Stored data entries:
○ ○ ○ ○

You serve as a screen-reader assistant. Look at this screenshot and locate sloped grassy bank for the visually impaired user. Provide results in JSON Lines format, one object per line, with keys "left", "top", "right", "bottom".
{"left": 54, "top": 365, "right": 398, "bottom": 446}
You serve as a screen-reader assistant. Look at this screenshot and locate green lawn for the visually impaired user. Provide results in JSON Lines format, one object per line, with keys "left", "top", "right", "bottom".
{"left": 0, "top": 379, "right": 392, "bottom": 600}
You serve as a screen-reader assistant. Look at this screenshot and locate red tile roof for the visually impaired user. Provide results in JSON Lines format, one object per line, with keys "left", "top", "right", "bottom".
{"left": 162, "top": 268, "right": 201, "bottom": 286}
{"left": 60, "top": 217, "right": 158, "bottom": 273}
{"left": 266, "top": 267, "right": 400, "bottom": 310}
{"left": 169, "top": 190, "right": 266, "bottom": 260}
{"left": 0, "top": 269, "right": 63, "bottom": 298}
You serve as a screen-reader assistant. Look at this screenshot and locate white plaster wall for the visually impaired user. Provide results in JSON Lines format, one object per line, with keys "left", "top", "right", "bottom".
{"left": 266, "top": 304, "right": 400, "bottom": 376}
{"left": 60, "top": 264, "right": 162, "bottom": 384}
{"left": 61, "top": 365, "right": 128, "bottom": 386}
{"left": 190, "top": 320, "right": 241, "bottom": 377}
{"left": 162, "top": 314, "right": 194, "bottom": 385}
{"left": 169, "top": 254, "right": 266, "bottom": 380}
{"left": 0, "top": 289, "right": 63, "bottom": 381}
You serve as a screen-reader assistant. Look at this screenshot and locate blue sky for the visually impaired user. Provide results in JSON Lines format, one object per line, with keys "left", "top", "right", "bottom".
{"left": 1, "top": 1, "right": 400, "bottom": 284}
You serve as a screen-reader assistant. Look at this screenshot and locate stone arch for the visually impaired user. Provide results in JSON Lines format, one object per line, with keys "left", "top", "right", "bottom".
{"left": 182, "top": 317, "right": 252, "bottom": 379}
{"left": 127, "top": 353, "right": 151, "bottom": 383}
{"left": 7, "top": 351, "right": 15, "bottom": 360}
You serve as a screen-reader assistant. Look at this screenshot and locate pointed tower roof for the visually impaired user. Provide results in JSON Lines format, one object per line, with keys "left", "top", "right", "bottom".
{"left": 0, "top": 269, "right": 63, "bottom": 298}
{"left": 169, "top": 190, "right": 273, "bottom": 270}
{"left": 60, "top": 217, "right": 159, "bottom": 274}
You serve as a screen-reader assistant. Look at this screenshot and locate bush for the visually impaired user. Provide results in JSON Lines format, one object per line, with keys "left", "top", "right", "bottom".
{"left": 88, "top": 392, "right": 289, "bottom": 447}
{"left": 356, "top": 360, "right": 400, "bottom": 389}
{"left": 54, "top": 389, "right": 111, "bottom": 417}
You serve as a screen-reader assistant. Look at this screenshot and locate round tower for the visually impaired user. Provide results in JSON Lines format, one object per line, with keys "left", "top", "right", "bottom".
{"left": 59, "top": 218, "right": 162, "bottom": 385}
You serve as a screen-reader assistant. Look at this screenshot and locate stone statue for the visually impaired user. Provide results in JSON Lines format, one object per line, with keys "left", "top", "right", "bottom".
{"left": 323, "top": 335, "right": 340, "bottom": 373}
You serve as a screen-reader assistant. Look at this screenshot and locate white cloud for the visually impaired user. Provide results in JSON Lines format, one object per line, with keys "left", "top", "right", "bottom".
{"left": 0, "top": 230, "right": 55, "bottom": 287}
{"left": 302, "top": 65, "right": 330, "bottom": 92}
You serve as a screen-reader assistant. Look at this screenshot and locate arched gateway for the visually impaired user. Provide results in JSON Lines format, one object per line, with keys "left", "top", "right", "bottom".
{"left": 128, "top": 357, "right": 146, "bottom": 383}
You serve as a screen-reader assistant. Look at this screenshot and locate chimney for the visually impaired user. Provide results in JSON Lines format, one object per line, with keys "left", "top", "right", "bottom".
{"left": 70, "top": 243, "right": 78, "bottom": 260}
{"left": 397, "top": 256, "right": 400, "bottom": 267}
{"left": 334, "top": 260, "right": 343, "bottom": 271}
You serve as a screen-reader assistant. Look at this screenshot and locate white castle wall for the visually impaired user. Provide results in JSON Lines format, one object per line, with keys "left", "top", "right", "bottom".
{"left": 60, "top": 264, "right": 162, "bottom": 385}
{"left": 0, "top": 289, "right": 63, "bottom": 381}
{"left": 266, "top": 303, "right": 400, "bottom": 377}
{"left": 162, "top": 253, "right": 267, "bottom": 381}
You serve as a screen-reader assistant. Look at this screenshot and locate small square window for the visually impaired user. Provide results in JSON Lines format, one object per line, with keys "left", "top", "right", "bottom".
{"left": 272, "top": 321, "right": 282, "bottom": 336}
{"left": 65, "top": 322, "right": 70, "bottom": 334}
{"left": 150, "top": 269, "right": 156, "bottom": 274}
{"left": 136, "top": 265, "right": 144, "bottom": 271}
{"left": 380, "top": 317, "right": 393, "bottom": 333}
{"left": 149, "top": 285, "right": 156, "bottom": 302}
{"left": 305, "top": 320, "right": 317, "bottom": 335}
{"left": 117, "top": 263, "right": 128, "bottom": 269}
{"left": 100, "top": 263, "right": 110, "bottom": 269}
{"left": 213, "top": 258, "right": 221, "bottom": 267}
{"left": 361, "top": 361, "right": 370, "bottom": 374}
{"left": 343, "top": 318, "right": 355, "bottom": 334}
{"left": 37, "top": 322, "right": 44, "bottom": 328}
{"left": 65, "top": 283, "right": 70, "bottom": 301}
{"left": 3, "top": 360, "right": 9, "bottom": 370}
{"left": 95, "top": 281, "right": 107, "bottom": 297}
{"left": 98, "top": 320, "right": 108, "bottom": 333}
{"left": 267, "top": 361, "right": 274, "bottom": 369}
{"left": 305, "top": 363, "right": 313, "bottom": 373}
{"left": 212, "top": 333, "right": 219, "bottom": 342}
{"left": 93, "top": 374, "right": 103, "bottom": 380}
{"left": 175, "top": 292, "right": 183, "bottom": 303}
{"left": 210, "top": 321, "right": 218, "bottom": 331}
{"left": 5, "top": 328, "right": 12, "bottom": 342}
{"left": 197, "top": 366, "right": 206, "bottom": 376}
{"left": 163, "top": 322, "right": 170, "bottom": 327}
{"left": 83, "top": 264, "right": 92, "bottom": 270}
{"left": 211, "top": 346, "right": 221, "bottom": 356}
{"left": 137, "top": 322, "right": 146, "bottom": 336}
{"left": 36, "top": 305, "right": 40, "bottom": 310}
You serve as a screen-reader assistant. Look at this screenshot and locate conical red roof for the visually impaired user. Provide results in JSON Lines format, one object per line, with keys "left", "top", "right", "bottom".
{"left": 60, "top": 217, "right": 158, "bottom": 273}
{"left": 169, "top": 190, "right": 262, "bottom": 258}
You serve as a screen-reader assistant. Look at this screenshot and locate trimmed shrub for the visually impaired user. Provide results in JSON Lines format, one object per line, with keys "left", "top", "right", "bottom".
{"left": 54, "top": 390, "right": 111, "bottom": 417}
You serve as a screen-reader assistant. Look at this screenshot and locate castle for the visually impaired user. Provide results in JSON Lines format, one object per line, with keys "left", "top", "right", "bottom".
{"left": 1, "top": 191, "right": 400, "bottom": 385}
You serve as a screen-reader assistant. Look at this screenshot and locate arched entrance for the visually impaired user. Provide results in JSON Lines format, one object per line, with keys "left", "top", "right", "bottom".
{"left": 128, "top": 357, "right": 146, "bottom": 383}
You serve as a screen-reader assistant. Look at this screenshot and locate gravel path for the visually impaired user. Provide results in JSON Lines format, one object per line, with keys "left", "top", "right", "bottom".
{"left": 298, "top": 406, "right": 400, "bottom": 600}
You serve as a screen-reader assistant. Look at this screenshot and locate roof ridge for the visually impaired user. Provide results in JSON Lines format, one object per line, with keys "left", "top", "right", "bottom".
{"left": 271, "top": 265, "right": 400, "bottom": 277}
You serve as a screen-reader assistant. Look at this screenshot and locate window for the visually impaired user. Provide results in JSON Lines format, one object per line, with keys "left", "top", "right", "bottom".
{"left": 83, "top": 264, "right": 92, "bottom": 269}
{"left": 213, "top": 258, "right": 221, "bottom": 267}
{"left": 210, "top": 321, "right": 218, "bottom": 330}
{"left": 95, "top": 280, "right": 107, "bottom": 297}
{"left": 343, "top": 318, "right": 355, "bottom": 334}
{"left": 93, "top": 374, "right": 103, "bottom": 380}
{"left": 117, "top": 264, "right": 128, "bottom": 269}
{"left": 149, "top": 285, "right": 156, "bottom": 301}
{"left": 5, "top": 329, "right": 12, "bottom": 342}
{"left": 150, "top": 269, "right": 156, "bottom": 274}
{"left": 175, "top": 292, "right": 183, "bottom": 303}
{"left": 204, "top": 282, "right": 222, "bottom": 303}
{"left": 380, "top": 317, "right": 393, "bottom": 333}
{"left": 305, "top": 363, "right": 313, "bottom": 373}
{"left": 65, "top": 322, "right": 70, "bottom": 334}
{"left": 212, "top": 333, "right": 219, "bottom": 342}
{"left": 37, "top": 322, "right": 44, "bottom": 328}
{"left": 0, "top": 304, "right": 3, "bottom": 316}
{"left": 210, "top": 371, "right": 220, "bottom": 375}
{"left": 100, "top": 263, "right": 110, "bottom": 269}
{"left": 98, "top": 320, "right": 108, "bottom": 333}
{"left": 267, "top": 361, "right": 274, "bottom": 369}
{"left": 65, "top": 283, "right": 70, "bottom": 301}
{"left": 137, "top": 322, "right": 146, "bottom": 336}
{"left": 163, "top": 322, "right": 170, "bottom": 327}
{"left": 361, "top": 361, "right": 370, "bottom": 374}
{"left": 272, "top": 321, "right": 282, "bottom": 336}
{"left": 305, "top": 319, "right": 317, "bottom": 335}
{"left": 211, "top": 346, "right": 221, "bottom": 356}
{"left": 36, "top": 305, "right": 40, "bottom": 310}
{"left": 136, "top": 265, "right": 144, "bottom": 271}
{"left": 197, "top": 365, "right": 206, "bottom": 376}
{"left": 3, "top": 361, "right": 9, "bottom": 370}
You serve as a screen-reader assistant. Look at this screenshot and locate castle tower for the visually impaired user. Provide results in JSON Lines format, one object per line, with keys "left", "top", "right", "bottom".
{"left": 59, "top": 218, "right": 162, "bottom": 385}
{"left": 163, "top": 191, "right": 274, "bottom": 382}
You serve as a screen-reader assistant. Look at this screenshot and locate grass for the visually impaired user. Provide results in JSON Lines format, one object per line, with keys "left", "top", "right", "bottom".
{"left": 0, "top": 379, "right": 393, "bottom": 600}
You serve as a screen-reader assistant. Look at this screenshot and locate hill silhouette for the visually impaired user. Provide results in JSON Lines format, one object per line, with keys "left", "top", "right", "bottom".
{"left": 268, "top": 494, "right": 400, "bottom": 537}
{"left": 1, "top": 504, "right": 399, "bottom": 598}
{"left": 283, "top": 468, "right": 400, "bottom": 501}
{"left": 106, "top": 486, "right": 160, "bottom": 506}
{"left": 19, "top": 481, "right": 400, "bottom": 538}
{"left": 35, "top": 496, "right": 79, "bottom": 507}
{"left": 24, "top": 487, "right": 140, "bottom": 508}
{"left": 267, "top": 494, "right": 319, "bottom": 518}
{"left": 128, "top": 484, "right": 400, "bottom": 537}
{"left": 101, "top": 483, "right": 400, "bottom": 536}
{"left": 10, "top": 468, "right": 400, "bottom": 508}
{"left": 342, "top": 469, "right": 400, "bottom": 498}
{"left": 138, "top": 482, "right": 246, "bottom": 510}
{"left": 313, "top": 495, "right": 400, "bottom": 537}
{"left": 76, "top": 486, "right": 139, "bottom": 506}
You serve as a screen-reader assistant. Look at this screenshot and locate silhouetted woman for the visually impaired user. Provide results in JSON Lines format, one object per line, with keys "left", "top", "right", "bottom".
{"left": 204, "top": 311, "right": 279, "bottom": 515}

○ ○ ○ ○

What to produce: Starting with the line that contains "and locate hill", restate every line through the end of the records above, exactly and with no other lines.

Expected answer:
You serve as a screen-reader assistant. Look at this screenshot and locate hill silhouette for the visually impaired user. Provide results in JSON Lines format, one object per line, with keys "left", "top", "right", "bottom".
{"left": 268, "top": 494, "right": 400, "bottom": 537}
{"left": 1, "top": 504, "right": 399, "bottom": 598}
{"left": 283, "top": 468, "right": 400, "bottom": 501}
{"left": 106, "top": 486, "right": 160, "bottom": 506}
{"left": 19, "top": 481, "right": 400, "bottom": 538}
{"left": 35, "top": 496, "right": 79, "bottom": 507}
{"left": 24, "top": 487, "right": 140, "bottom": 508}
{"left": 267, "top": 494, "right": 319, "bottom": 518}
{"left": 128, "top": 484, "right": 400, "bottom": 537}
{"left": 101, "top": 483, "right": 400, "bottom": 536}
{"left": 10, "top": 468, "right": 400, "bottom": 508}
{"left": 342, "top": 469, "right": 400, "bottom": 498}
{"left": 138, "top": 482, "right": 246, "bottom": 510}
{"left": 313, "top": 495, "right": 400, "bottom": 537}
{"left": 76, "top": 486, "right": 139, "bottom": 506}
You serve as a screen-reader assistant. Look at this screenshot and locate silhouetted woman for the visually impaired user. Provide results in JSON Lines format, one object per line, with keys "left", "top", "right", "bottom".
{"left": 204, "top": 311, "right": 279, "bottom": 515}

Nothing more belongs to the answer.